EXTRACT TO READ:

==============================

The EU made two major announcements this week, about programmes across Europe. Designed to sustain SME’s, who lack the collateral to enjoy secured lending. The announcements represent a new cohort of funds to broaden the business base of the small business sector.
The European Commission and the European Investment Fund (EIF) will deliver a new 100 million Euro fund. The Fund will be to bring new ideas to market. The Fast Track to Innovation (FTI) Fund will be available in 2015 and 2016.
Consortia of three to five members will be free to bid for the funds at any time. ‘EU officials expect grants to be between €1m and €2m’.
The executive also signed an agreement with the European Investment Fund. The Commission said ‘…this would open up €25 billion of potential finance for SMEs over the next seven years’.
The EIF provides risk finance to SME’s across Europe. It will give €1.3billion for SME financing, under the EU Competitiveness of Enterprises Programme.
The EIF will give that money to financial intermediaries such as banks or funds, who will in turn make it available to SMEs.
The EIF will appoint the intermediaries. There will be a call for expressions of interest and a due diligence process.
The Commission estimates that up to 330,000 SMEs will receive loans backed by the guarantees. Total lending will hit €21 billion. An average guaranteed loan will be €65,000 per firm.
The Pop-up Shop has been getting a lot of press recently.
Did it ever go away? Is a revision to enterprise philosophy under way? Asset management, both in the public and private sector is in flux. With revisionist thinking on collaboration and about public space utility and development?
We think there is this paradigm shift, which can energise the social finance market. It will temper developments in the public space. This affects political mission, private capital movements and community outcome.

==============================

STORED ROWS:
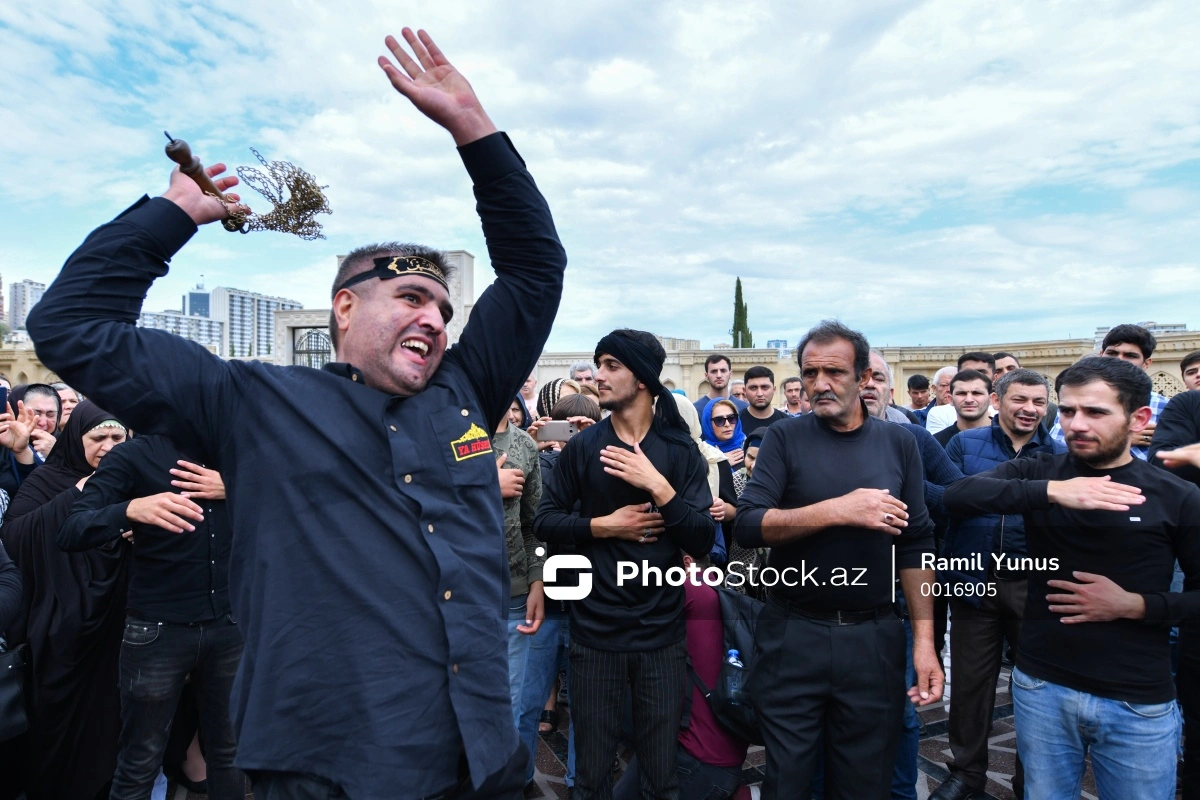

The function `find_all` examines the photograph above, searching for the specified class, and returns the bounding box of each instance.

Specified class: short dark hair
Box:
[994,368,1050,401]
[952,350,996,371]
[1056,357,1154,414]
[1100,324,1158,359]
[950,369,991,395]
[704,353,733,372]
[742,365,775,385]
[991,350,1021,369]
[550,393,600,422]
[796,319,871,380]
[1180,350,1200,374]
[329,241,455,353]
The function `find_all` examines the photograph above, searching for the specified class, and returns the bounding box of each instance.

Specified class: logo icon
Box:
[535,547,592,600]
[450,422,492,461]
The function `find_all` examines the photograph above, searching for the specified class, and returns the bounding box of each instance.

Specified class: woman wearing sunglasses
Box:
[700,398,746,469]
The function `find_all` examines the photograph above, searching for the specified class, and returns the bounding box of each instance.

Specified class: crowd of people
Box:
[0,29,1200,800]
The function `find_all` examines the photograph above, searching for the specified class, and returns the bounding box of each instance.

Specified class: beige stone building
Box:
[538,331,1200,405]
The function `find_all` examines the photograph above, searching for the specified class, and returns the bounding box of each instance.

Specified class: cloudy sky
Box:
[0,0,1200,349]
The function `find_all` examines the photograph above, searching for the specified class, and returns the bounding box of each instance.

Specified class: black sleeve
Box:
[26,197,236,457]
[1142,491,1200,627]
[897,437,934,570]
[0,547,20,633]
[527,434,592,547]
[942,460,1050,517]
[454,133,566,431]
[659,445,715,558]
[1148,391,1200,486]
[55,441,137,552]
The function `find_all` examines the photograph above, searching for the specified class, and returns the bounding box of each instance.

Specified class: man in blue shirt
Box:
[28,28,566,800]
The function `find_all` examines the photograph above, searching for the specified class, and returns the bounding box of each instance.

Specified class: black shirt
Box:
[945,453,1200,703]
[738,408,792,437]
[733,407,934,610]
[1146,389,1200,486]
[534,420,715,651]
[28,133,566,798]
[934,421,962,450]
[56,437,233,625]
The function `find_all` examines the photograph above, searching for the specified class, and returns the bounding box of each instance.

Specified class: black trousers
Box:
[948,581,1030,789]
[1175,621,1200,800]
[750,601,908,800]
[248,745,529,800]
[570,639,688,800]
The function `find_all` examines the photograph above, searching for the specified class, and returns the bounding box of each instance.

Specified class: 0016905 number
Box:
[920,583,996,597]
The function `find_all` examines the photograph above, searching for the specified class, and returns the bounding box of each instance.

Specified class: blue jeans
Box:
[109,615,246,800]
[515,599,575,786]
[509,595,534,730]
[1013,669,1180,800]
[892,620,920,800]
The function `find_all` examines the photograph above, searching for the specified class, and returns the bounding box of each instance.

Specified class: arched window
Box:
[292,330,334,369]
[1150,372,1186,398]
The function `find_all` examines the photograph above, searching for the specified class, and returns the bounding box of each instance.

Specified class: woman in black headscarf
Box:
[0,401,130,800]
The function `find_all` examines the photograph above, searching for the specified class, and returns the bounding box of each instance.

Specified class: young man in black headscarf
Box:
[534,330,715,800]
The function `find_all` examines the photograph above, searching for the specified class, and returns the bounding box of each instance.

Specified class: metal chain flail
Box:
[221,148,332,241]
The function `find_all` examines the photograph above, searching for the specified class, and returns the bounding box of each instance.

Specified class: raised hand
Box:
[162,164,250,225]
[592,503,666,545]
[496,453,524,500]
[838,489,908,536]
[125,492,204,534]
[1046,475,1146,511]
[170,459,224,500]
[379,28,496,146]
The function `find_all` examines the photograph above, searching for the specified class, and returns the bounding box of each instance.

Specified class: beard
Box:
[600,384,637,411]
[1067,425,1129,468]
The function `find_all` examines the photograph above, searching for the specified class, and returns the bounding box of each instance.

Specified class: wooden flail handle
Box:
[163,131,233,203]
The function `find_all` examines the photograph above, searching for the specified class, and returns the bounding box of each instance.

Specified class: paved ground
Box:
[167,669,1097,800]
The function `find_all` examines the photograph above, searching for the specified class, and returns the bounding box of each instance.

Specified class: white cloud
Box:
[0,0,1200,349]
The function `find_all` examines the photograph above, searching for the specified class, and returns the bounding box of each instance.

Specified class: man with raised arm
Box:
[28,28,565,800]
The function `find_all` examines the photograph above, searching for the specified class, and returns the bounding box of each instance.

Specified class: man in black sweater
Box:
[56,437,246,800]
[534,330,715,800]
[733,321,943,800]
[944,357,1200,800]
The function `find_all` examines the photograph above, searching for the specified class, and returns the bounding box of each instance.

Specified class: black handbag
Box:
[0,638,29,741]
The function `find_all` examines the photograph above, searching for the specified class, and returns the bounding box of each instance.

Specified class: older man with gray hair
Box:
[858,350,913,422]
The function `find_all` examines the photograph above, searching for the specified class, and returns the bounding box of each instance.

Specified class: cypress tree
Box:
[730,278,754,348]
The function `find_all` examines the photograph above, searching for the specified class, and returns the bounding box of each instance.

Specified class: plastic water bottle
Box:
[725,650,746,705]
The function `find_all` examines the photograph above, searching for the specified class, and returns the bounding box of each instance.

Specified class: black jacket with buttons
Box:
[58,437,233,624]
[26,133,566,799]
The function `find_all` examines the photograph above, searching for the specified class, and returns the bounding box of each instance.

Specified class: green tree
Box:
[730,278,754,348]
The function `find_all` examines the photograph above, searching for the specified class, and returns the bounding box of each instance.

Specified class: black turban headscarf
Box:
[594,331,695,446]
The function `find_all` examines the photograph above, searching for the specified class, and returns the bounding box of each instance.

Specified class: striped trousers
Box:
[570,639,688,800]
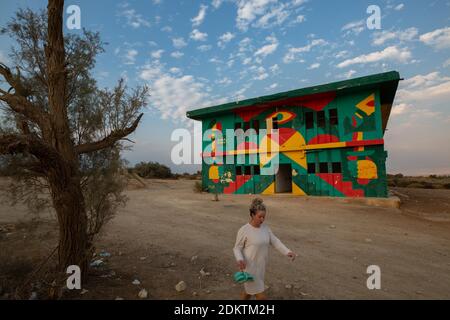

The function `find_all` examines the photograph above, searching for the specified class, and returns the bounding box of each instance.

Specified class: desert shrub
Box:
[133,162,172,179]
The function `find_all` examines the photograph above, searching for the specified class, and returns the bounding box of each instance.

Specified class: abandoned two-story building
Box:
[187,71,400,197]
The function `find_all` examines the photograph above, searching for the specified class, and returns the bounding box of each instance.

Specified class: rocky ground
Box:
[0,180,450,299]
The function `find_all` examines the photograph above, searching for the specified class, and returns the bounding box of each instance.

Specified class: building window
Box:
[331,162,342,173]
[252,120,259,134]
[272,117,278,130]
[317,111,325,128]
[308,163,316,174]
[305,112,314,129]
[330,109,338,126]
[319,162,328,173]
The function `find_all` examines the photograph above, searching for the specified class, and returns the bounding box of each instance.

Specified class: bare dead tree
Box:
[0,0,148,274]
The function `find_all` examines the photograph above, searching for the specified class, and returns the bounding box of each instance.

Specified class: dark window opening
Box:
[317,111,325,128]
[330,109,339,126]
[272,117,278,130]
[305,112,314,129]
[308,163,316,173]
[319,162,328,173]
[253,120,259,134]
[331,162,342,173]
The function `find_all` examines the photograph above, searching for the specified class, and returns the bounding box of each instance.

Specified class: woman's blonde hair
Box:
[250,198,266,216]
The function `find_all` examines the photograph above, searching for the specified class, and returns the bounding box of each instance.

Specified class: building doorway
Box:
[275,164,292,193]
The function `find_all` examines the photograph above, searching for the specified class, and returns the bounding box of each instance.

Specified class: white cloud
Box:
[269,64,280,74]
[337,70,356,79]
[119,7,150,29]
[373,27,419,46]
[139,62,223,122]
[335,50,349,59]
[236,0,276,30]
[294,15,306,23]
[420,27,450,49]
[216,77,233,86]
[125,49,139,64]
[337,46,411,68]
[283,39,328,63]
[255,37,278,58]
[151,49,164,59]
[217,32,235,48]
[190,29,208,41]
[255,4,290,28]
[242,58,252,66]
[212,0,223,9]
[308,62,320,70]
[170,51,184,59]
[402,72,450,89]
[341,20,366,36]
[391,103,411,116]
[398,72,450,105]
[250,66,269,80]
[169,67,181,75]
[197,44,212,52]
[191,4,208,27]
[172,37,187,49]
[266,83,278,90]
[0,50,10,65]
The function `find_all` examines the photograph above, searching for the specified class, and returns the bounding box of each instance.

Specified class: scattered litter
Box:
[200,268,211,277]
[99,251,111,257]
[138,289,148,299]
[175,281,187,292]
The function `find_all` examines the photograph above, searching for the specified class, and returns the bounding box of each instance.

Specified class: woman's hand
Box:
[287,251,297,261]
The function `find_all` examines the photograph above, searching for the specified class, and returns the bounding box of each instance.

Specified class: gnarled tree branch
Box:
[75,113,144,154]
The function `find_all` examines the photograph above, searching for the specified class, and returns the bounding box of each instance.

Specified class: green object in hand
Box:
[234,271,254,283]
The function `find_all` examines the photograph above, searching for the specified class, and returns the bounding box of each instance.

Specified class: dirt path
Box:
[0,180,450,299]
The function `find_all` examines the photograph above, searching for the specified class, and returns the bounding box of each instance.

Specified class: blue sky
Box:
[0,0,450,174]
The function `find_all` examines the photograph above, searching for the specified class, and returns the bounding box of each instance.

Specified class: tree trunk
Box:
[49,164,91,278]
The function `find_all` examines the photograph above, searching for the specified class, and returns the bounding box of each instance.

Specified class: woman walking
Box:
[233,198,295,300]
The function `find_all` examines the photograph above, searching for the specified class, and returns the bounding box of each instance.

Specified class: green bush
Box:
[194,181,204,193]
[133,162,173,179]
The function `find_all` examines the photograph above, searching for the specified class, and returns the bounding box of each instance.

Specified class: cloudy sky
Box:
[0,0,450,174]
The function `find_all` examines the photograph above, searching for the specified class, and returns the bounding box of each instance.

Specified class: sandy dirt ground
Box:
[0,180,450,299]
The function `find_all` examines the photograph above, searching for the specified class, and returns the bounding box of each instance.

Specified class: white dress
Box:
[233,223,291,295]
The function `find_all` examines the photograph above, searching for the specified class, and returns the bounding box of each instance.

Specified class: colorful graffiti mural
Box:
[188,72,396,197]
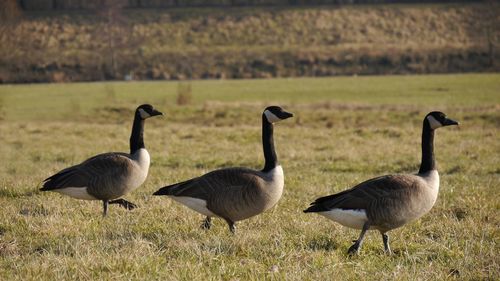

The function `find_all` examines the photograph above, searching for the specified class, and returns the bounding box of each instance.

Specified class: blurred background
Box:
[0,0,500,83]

==============================

WHAT IS ASKED:
[a] In the post on EU funding for small businesses, how large will an average guaranteed loan be?
[b] Write out the stretch of the post on EU funding for small businesses from "The executive also" through "be €65,000 per firm.".
[c] Carry the post on EU funding for small businesses on from where it stops.

OUTPUTS FOR THE TASKS:
[a] €65,000 per firm.

[b]
The executive also signed an agreement with the European Investment Fund. The Commission said ‘…this would open up €25 billion of potential finance for SMEs over the next seven years’.
The EIF provides risk finance to SME’s across Europe. It will give €1.3billion for SME financing, under the EU Competitiveness of Enterprises Programme.
The EIF will give that money to financial intermediaries such as banks or funds, who will in turn make it available to SMEs.
The EIF will appoint the intermediaries. There will be a call for expressions of interest and a due diligence process.
The Commission estimates that up to 330,000 SMEs will receive loans backed by the guarantees. Total lending will hit €21 billion. An average guaranteed loan will be €65,000 per firm.

[c]
We offer as evidence the three reports/ideas formulated by a diversity of organisations below. As crisp in their thinking as they are diverse. They are telling onlookers to change, at an opportune moment for our sector.
The Pop-Up Shop:
Reading mainstream articles about this newly energised movement, we enjoyed revisiting the web site of www.appearhere.co.uk . We see it as a metaphor for a new retailing in the UK.
We are a world away from the ’empty space’ temporary retail proposition of old.
Gone are bare spaces, filled with less than high quality merchandise on a seasonal pressure sale basis. In comes a range of artisan producers, innovatory publishers and craft manufacturers. All intent on capitalising on short term, premium retail spaces. It should stir the imagination?
The Appear Here concept achieves a number of aims for the burgeoning retailer. Firstly, you can use the site to scope spaces across the UK, and will be able to view more in the future. You can also see, upfront, the cost of occupying the space over your chosen period.
If you are a community enterprise just at the planning stage this is important. Not being retail property specialists, but with a passion for your community manufactury, then knowing what the costs are likely to be, with support of the Appear Here team, could be a deal clincher for your project.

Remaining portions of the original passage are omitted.